Pointing dataset records:

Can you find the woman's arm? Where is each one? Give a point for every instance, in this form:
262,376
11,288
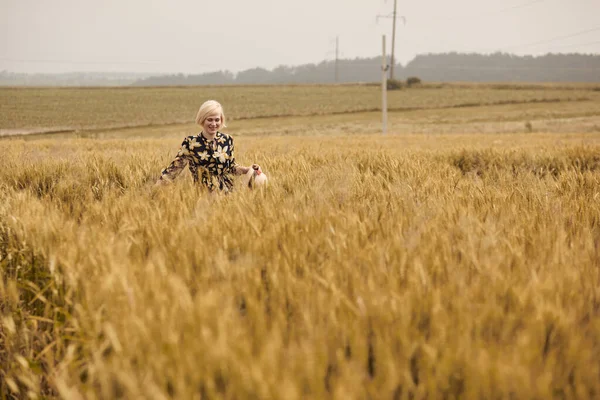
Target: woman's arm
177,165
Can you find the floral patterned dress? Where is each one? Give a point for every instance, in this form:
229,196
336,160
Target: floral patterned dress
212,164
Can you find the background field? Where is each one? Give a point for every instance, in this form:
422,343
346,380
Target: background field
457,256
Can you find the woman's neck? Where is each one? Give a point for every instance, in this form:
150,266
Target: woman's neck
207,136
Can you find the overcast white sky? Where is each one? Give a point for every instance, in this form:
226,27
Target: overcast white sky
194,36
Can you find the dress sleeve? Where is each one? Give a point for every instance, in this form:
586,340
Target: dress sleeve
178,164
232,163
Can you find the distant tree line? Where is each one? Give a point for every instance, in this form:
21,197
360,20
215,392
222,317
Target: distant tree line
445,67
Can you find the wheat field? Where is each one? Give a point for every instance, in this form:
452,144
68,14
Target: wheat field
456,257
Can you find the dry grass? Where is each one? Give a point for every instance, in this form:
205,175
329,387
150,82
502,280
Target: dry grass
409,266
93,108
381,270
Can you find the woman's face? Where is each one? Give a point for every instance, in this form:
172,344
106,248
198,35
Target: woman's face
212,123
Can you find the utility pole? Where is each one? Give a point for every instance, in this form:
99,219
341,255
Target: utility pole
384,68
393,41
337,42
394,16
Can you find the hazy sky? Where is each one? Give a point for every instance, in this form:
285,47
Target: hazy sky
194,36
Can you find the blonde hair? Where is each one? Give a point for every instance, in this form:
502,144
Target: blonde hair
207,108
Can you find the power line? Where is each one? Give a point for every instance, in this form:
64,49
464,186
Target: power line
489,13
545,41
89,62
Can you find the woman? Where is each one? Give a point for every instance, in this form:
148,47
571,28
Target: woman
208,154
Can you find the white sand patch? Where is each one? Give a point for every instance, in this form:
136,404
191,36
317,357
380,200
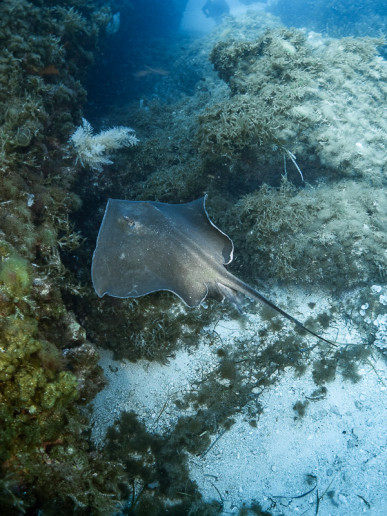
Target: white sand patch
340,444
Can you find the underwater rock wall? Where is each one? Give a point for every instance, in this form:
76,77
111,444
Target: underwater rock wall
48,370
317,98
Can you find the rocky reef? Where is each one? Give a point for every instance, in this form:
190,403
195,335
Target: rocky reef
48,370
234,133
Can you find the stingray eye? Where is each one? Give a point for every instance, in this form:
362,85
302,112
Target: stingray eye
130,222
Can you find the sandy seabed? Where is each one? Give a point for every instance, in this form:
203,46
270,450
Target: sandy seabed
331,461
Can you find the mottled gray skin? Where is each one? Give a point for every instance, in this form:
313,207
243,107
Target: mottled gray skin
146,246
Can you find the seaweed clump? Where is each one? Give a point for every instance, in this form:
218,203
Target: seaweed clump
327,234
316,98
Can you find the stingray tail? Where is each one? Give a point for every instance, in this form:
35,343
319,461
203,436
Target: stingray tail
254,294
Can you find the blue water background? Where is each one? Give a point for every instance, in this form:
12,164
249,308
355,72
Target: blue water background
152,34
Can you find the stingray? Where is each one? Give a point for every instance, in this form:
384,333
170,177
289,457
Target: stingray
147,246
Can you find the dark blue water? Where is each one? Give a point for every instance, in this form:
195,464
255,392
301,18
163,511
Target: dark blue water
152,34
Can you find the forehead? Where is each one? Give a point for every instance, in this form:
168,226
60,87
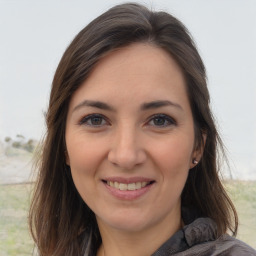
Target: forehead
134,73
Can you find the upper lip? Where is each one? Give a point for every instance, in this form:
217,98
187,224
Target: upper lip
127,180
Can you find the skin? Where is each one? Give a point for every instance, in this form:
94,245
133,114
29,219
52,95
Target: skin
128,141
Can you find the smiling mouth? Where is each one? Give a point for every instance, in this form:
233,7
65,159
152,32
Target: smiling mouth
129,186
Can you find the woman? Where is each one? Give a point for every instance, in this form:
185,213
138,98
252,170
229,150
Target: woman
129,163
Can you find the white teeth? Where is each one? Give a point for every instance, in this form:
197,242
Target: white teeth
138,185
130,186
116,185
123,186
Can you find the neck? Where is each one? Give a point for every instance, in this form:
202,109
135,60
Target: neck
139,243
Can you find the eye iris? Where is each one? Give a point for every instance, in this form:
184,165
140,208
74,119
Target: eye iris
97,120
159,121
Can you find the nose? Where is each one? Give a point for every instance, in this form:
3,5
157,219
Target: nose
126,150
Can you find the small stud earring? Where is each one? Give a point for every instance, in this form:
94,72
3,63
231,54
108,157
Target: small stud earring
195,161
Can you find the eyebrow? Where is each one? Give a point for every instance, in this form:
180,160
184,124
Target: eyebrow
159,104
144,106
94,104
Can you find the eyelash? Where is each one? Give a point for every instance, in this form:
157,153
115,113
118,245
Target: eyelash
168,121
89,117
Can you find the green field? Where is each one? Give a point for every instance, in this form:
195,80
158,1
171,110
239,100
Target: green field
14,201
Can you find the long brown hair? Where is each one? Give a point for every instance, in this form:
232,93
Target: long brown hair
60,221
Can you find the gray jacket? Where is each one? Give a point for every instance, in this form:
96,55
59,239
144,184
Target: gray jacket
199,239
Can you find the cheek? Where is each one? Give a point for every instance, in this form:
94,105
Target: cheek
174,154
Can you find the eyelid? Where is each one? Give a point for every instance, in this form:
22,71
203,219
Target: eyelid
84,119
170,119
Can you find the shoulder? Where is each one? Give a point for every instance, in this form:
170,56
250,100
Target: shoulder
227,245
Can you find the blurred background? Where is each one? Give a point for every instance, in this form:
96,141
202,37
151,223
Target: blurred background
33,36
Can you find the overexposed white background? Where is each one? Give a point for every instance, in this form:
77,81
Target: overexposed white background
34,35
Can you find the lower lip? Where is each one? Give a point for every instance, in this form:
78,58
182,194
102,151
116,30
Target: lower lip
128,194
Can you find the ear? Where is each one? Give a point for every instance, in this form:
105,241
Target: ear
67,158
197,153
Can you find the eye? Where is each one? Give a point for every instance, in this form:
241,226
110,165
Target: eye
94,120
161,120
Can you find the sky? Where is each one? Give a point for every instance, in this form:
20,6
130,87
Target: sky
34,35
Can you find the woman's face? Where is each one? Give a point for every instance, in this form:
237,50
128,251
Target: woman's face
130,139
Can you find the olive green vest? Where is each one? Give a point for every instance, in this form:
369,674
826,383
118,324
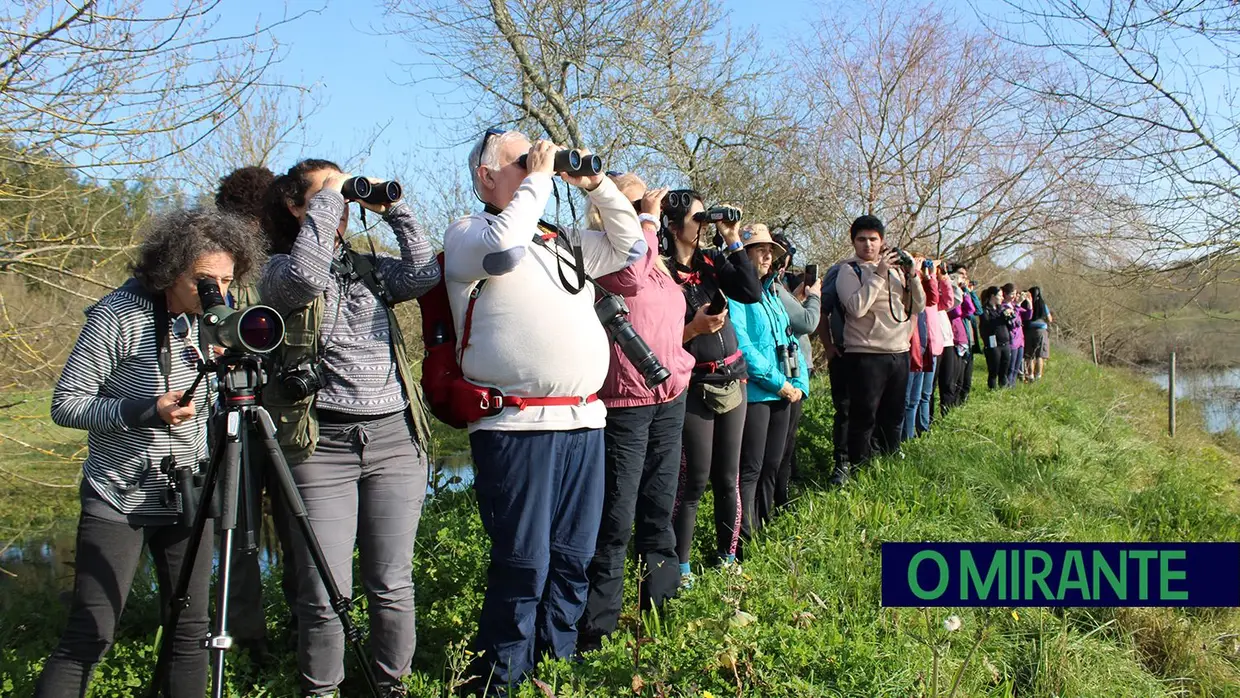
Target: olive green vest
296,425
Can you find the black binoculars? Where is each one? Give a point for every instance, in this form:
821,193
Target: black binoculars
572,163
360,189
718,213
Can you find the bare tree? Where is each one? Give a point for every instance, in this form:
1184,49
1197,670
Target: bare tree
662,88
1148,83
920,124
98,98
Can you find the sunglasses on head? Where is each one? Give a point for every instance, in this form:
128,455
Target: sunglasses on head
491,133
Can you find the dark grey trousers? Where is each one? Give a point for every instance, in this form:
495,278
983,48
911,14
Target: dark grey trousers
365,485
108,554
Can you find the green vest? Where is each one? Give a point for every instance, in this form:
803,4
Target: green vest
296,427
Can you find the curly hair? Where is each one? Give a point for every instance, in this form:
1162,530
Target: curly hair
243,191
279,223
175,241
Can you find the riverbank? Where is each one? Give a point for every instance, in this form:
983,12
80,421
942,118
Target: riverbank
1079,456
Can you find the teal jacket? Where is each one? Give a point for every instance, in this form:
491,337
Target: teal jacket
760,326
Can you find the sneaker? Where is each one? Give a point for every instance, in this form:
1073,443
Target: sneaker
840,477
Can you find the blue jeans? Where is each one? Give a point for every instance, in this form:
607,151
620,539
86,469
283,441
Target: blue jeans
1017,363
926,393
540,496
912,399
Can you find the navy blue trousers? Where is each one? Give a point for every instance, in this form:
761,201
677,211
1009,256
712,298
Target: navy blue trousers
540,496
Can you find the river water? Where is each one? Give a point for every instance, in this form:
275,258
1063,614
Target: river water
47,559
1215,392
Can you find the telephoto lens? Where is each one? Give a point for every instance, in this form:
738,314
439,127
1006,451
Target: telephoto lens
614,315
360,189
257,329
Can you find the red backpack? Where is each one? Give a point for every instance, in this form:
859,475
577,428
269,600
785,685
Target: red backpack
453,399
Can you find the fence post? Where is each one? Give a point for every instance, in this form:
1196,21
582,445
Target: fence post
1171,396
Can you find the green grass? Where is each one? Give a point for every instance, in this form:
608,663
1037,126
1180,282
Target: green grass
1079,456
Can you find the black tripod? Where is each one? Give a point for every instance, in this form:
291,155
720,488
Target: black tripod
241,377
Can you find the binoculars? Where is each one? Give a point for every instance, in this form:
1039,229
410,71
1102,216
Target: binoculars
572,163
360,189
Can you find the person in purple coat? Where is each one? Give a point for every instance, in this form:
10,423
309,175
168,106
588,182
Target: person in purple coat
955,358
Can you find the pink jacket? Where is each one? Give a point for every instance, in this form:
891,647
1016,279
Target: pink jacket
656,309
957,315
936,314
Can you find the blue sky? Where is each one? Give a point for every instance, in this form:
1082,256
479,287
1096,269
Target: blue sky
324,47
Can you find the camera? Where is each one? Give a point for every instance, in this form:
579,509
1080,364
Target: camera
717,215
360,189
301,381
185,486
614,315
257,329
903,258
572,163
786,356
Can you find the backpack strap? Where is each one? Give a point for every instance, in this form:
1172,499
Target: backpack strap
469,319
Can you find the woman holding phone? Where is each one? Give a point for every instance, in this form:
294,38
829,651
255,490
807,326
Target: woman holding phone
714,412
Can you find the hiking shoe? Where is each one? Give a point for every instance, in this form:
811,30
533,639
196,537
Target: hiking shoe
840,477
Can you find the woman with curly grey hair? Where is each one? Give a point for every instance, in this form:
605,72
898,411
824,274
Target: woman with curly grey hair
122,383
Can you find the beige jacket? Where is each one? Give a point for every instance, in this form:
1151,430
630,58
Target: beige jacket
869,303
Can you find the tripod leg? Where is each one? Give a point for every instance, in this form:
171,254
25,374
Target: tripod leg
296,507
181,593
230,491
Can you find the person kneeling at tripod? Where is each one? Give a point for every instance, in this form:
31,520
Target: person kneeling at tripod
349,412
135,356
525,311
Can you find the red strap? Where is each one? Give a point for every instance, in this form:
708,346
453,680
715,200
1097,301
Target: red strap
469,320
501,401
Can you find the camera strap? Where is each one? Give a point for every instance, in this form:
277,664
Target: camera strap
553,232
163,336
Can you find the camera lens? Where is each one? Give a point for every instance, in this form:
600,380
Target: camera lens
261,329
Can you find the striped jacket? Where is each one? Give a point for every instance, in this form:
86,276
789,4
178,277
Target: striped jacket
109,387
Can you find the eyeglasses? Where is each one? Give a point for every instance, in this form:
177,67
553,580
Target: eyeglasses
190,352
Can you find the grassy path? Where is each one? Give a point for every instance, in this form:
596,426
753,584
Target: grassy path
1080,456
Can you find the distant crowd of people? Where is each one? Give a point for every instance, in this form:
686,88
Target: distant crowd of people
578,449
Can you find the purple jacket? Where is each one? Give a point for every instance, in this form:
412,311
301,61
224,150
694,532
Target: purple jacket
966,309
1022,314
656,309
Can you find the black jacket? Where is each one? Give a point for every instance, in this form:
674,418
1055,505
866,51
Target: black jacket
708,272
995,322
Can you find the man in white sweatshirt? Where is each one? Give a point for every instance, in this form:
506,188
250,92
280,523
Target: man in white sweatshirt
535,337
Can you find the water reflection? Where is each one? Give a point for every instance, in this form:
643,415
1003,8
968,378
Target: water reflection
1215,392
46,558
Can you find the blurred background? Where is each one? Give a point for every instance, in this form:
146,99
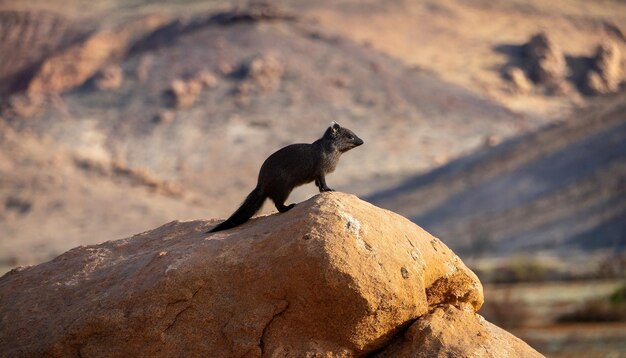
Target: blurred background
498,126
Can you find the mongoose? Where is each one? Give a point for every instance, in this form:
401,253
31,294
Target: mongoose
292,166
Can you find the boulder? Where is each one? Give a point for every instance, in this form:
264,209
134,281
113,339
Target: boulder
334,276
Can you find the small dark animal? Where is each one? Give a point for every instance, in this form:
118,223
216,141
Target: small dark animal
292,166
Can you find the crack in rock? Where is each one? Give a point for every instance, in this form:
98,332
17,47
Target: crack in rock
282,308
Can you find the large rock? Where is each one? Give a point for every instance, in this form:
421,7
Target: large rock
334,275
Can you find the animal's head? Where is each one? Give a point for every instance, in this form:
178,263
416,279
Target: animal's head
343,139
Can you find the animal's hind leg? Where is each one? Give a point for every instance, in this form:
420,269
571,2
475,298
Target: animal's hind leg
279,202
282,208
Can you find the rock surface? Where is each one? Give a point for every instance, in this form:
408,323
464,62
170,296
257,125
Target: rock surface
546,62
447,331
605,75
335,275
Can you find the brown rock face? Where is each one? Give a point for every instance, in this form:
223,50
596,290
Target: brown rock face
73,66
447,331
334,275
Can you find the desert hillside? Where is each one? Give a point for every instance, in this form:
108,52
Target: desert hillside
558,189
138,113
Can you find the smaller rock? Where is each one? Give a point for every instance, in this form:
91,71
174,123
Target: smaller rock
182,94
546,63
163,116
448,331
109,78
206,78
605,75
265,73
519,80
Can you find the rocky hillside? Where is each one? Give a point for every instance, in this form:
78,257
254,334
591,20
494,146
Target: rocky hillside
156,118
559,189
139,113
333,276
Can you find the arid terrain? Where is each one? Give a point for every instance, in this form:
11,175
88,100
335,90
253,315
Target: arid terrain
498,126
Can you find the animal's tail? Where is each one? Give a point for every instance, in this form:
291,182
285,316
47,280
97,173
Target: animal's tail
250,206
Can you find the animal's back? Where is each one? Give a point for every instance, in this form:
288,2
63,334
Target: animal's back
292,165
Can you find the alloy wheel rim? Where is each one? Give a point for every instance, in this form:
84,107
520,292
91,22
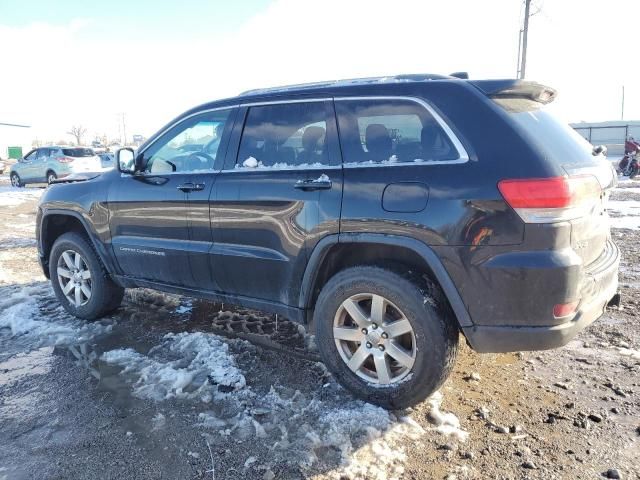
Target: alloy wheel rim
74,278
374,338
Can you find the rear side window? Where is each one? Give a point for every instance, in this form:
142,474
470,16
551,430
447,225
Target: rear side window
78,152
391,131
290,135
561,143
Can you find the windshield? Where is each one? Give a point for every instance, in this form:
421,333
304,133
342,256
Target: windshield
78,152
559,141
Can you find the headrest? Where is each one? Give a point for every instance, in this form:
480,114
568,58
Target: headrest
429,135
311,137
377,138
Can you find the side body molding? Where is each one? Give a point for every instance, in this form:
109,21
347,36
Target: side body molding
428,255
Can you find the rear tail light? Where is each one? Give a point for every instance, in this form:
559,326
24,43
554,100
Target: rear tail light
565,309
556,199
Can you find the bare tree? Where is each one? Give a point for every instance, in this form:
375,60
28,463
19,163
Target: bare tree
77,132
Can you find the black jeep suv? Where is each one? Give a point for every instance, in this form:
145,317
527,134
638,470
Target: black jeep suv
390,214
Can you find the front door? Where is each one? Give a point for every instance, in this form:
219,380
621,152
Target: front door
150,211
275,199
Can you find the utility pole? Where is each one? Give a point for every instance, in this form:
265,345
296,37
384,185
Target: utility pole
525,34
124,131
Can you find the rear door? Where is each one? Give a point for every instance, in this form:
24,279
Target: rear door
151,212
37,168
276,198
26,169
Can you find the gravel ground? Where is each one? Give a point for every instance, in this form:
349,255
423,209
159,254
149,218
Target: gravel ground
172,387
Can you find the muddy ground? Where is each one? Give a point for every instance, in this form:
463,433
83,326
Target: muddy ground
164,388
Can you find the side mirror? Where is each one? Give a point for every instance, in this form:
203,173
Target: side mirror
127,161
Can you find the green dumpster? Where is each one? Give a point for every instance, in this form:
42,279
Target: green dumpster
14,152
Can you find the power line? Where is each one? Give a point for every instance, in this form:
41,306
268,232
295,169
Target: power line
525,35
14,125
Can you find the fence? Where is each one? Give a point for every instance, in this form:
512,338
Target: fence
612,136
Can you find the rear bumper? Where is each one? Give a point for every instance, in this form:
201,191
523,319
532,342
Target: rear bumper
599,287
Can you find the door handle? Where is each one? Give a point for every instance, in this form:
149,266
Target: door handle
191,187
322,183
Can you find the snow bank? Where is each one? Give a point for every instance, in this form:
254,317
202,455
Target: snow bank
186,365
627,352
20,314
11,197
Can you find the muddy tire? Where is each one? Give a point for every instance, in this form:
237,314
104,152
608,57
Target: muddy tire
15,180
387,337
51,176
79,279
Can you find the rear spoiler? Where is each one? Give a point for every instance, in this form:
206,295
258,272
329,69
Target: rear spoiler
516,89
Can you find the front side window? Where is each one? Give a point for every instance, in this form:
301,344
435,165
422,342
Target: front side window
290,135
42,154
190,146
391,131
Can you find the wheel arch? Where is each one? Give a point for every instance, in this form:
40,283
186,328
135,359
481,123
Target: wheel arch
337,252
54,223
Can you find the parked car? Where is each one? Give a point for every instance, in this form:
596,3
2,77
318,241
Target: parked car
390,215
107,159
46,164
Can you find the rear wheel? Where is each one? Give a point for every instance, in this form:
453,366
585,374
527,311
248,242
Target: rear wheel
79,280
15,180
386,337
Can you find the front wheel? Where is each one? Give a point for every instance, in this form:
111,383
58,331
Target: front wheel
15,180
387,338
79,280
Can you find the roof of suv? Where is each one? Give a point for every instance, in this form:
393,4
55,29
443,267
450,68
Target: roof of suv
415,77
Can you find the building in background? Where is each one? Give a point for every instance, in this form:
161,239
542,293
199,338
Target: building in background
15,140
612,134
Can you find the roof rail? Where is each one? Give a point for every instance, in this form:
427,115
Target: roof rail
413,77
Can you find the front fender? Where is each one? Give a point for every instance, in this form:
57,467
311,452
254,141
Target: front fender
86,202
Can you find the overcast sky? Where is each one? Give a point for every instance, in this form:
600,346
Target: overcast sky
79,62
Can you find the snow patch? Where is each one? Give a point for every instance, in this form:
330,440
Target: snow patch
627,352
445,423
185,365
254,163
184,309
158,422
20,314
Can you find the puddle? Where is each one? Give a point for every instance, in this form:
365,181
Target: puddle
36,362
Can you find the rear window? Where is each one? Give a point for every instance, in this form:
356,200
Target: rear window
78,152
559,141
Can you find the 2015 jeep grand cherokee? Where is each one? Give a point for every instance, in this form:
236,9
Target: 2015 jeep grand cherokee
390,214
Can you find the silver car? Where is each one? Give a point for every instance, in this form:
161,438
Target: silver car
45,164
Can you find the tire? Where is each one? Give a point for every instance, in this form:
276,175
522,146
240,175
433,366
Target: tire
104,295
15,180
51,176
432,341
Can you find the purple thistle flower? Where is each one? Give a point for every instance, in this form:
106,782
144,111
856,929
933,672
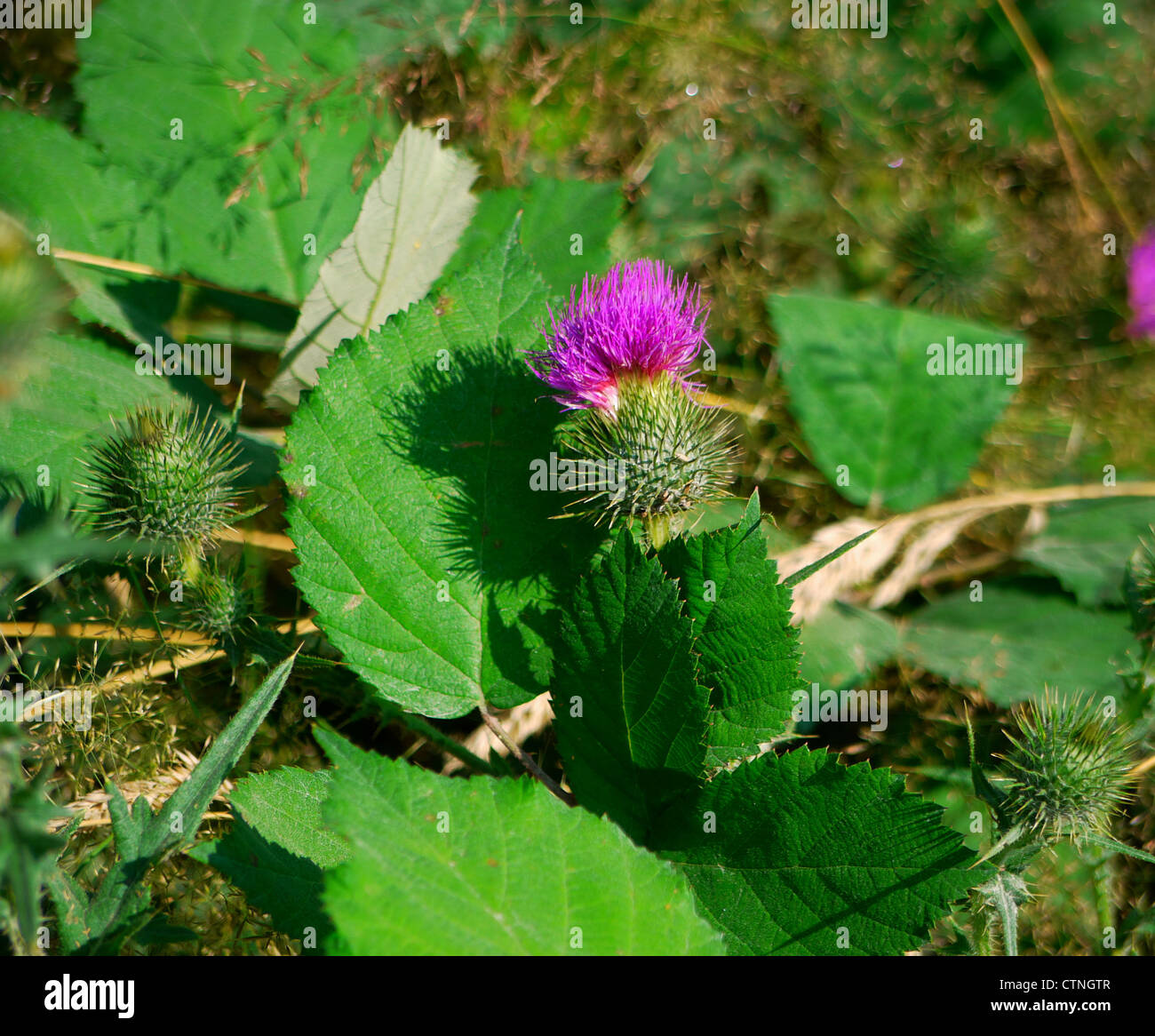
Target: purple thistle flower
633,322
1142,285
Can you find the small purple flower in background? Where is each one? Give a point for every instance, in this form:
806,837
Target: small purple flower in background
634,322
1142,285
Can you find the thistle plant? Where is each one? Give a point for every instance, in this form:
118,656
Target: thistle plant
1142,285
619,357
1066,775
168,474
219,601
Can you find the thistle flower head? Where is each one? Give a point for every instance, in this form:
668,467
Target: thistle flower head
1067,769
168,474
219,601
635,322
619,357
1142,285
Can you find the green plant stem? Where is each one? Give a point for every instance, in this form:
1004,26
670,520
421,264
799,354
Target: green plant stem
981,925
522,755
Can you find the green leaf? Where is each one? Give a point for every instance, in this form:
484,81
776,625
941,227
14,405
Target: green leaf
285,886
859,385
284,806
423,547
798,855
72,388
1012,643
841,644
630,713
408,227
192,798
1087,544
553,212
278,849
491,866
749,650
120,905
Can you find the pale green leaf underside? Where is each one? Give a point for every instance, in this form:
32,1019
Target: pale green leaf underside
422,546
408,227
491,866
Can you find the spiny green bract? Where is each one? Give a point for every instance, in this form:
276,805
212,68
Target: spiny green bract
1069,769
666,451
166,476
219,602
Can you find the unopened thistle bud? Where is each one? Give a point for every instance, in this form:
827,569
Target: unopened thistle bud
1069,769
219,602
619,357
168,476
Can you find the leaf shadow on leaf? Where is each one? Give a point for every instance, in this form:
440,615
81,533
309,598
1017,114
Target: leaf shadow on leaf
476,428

Work to complete: For this exercise, please retype exactly the lines in the listing from the line with "Can you find the thistle plant?" through its last line, both ends included.

Correct result:
Can you find the thistle plant? Where is each one? Give a point for every instance, in this form:
118,656
Target: thistle plant
1142,285
619,357
1066,775
168,474
219,601
Can you find the thistle flower head? Where is each one? Give a point for every instance, in this form:
668,467
Target: thistle flower head
1067,769
168,474
219,601
635,322
619,357
1142,285
Can you find the green plant stem? Where is each one? Give a point for every instance, in this form:
1004,26
670,520
421,264
799,354
Target: green plant stem
981,925
522,755
Can you find the green leaf? Where is each one? Give a point for every instance, in this form:
484,81
776,625
941,227
14,405
Target: green leaf
285,886
859,385
284,806
423,547
798,855
72,388
1012,643
841,644
630,713
408,227
192,798
1087,544
553,212
278,849
491,866
749,650
120,905
Can you find the pale green leaf underside? Where is each one? Give a point for every instance, in this form:
32,1019
Target: pale green leaf underside
422,546
408,227
491,866
Can you find the spiny green bract? Where is each one? Give a point for every instance, in this form:
276,805
212,68
Target: spiny green bract
1069,769
666,451
166,476
219,602
Can you find the unopened thistle bud? Where is each one? Give a point for every instance, in this form:
827,569
Target: unopened thistle bud
1069,769
219,602
619,357
168,476
Can you find the leaf shadow on leaf? Where is each one? Give a point for every instance, in this form:
440,615
81,533
309,598
1017,114
Target: leaf shadow on leaf
476,428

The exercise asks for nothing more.